[TAREFA PROPOSTA 1]:
Diga se cada afirmação combina com o texto sobre a MyCarbon, respondendo sim ou não e citando as palavras exatas do texto que decidem: (a) A MyCarbon foi criada em 2021. (b) A ideia da trading de carbono surgiu de um trabalho de conclusão de curso de uma pós-graduação em Harvard. (c) Marta Giannichi é a CFO da Minerva.
[TAREFA PROPOSTA 2]:
Transcreva o trecho do texto sobre a MyCarbon que vai de "É que, há alguns" até "trading de carbono.", incluindo essas palavras.

No carbono, a Minerva Foods está encontrando uma nova frente de negócios que, à primeira vista, parece distante da pecuária – mas nasce justamente dela.

É que, há alguns anos, o CFO da companhia, Edison Ticle, precisava encontrar um tema para seu trabalho de conclusão de curso de uma pós-graduação em Harvard.

Começou, então, a revisitar algumas conversas que teve com membros do Conselho de Administração da companhia sobre sustentabilidade e resolveu montar um plano de negócios do que poderia ser uma trading de carbono.

Ao voltar dos Estados Unidos, apresentou a ideia, que acabou sendo aprovada pela companhia. E, assim, em 2021, nasceu a MyCarbon, subsidiária da Minerva - que foi além do plano original de Ticle e se prepara para emitir seus primeiros créditos de carbono já no ano que vem, se tudo der certo.

“Devemos ter nossas primeiras emissões de crédito de carbono na Verra em 2026”, explica Marta Giannichi, diretora de sustentabilidade da Minerva e CEO da MyCarbon, que conversou com o AgFeed durante a COP 30, em Belém.

A atuação da subsidiária da Minerva começou primeiro no trading de créditos de carbono. Em 2022, por exemplo, a MyCarbon participou de um leilão de mercado voluntário de carbono promovido pelo Salic, o fundo soberano da Arábia Saudita que tem participação acionária na Minerva, comercializando 280 mil toneladas de créditos de carbono para empresas locais.

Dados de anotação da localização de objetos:
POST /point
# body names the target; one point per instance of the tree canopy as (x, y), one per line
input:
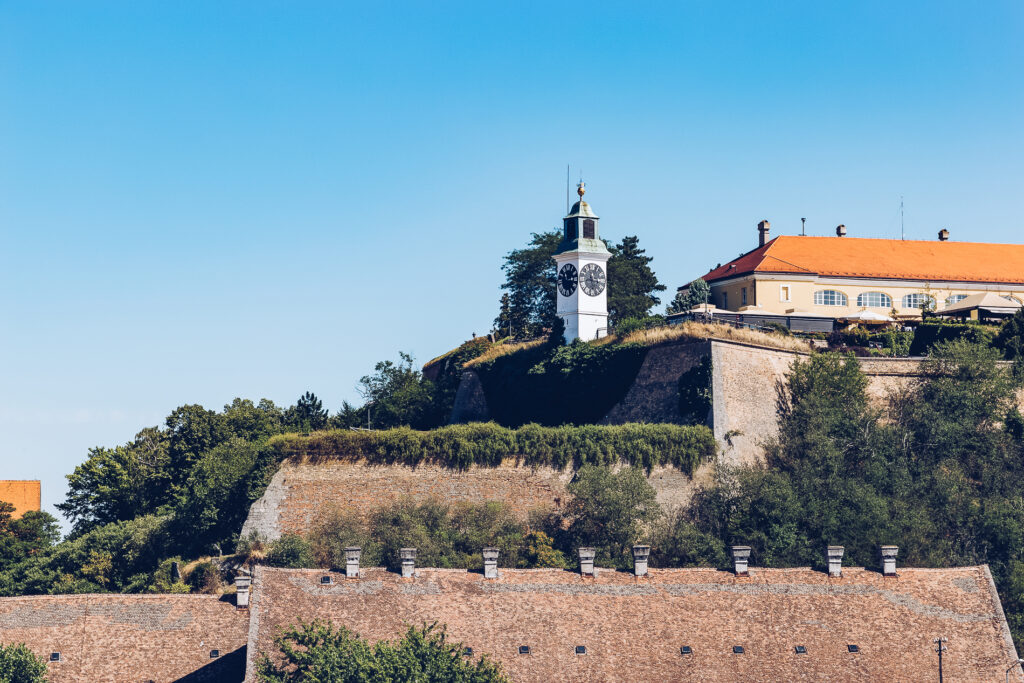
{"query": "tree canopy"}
(321, 651)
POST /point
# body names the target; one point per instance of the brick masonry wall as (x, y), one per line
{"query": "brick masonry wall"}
(745, 383)
(302, 492)
(130, 637)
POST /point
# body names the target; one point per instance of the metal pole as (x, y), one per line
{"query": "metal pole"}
(940, 648)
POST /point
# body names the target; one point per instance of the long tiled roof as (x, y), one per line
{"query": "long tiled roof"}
(887, 259)
(633, 629)
(130, 637)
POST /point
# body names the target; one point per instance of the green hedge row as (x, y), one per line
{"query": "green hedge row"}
(487, 443)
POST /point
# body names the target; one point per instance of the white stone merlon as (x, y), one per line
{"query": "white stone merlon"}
(352, 554)
(587, 561)
(740, 556)
(889, 559)
(640, 555)
(491, 562)
(835, 556)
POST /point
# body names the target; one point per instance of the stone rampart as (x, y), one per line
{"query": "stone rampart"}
(302, 492)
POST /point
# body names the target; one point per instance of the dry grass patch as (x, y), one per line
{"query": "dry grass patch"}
(498, 350)
(706, 331)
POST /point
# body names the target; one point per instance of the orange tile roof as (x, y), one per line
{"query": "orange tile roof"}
(24, 495)
(116, 637)
(887, 259)
(633, 628)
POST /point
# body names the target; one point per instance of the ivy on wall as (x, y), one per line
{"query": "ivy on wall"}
(555, 385)
(487, 443)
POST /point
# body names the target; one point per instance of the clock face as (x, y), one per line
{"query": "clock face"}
(592, 280)
(567, 280)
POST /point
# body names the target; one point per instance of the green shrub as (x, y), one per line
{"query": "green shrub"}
(292, 551)
(933, 331)
(18, 665)
(204, 578)
(573, 384)
(487, 443)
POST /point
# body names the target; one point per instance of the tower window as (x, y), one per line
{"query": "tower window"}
(570, 229)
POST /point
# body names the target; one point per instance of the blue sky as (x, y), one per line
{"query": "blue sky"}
(201, 201)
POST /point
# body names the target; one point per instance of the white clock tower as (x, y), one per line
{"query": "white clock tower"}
(582, 262)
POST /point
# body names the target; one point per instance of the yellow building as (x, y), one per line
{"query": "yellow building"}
(841, 276)
(23, 495)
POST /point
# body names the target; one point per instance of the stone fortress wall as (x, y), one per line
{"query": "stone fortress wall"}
(745, 384)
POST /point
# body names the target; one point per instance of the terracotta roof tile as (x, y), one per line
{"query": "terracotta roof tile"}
(889, 259)
(130, 637)
(633, 629)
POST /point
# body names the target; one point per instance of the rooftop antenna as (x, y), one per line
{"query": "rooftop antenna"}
(568, 190)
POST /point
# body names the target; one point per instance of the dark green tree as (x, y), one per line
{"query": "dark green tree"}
(396, 394)
(18, 665)
(698, 292)
(529, 283)
(1011, 337)
(119, 483)
(609, 511)
(307, 415)
(632, 285)
(192, 430)
(321, 651)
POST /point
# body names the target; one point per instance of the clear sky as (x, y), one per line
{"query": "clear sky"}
(208, 200)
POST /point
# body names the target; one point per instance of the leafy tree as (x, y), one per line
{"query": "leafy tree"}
(307, 414)
(119, 483)
(697, 293)
(632, 285)
(192, 430)
(609, 511)
(18, 665)
(1011, 337)
(253, 422)
(396, 394)
(529, 284)
(212, 504)
(321, 651)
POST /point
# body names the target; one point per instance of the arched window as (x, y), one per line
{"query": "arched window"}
(829, 298)
(918, 300)
(875, 300)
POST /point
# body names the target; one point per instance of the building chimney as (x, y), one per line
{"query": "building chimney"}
(889, 560)
(640, 554)
(491, 562)
(408, 557)
(740, 554)
(352, 554)
(242, 584)
(835, 556)
(587, 561)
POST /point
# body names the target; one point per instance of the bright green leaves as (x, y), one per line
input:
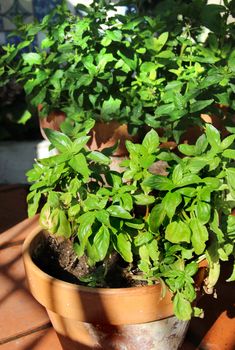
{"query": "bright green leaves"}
(157, 44)
(123, 246)
(200, 105)
(99, 158)
(55, 221)
(157, 216)
(213, 137)
(159, 182)
(182, 307)
(199, 236)
(33, 199)
(177, 232)
(151, 141)
(110, 107)
(97, 250)
(170, 202)
(118, 211)
(79, 164)
(32, 58)
(59, 140)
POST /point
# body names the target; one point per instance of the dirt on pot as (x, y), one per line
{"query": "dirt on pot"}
(57, 258)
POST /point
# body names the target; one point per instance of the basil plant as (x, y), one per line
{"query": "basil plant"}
(161, 70)
(160, 223)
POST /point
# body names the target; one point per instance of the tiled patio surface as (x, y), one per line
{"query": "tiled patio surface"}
(24, 324)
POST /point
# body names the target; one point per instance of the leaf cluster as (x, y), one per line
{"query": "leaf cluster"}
(159, 70)
(160, 225)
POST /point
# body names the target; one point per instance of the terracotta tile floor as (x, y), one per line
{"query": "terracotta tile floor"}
(24, 324)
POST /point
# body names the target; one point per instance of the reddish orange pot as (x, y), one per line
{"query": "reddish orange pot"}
(99, 318)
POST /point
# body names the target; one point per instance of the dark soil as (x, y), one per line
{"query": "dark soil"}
(57, 258)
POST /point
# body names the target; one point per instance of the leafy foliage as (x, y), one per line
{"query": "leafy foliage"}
(162, 70)
(160, 225)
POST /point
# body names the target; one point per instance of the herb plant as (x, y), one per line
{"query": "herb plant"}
(159, 225)
(161, 71)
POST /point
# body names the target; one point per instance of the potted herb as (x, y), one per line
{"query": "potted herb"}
(160, 71)
(130, 242)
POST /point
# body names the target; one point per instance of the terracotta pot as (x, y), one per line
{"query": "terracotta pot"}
(103, 318)
(105, 135)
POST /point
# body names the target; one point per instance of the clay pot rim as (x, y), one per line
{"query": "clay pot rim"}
(26, 252)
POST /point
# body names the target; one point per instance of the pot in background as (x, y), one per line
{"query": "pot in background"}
(103, 318)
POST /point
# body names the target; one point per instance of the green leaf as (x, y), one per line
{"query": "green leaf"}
(79, 143)
(136, 224)
(25, 117)
(84, 230)
(99, 157)
(147, 67)
(32, 58)
(166, 109)
(33, 199)
(199, 236)
(171, 201)
(231, 61)
(229, 153)
(157, 216)
(110, 106)
(59, 140)
(103, 217)
(188, 150)
(101, 242)
(232, 277)
(47, 42)
(191, 268)
(199, 105)
(213, 137)
(188, 180)
(201, 144)
(159, 182)
(143, 237)
(177, 174)
(64, 228)
(228, 141)
(106, 41)
(124, 247)
(182, 307)
(127, 201)
(74, 210)
(103, 59)
(230, 172)
(151, 141)
(144, 199)
(177, 232)
(79, 164)
(119, 212)
(203, 212)
(157, 44)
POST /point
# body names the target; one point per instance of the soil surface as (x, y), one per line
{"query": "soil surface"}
(57, 258)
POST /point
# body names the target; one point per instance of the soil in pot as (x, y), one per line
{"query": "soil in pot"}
(103, 318)
(57, 258)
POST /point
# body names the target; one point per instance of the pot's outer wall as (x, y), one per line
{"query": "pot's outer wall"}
(165, 334)
(98, 318)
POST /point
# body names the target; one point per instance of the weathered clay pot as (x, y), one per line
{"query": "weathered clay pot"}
(99, 318)
(105, 135)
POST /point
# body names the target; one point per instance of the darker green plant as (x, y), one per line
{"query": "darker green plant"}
(185, 215)
(161, 71)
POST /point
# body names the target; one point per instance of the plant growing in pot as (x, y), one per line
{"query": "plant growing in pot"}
(118, 252)
(133, 69)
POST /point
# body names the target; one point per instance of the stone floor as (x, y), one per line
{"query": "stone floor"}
(24, 324)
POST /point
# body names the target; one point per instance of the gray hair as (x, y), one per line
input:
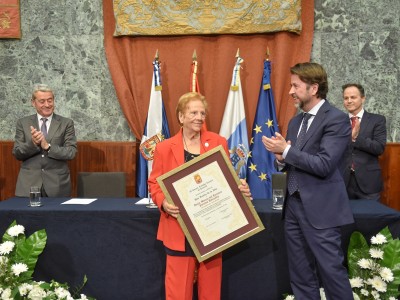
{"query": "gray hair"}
(40, 87)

[RESPOSTA ESPERADA 1]:
(a) Sim: "em 2021, nasceu a MyCarbon"
(b) Sim: "precisava encontrar um tema para seu trabalho de conclusão de curso de uma pós-graduação em Harvard"
(c) Não: "Marta Giannichi, diretora de sustentabilidade da Minerva e CEO da MyCarbon"

[RESPOSTA ESPERADA 2]:
É que, há alguns anos, o CFO da companhia, Edison Ticle, precisava encontrar um tema para seu trabalho de conclusão de curso de uma pós-graduação em Harvard.

Começou, então, a revisitar algumas conversas que teve com membros do Conselho de Administração da companhia sobre sustentabilidade e resolveu montar um plano de negócios do que poderia ser uma trading de carbono.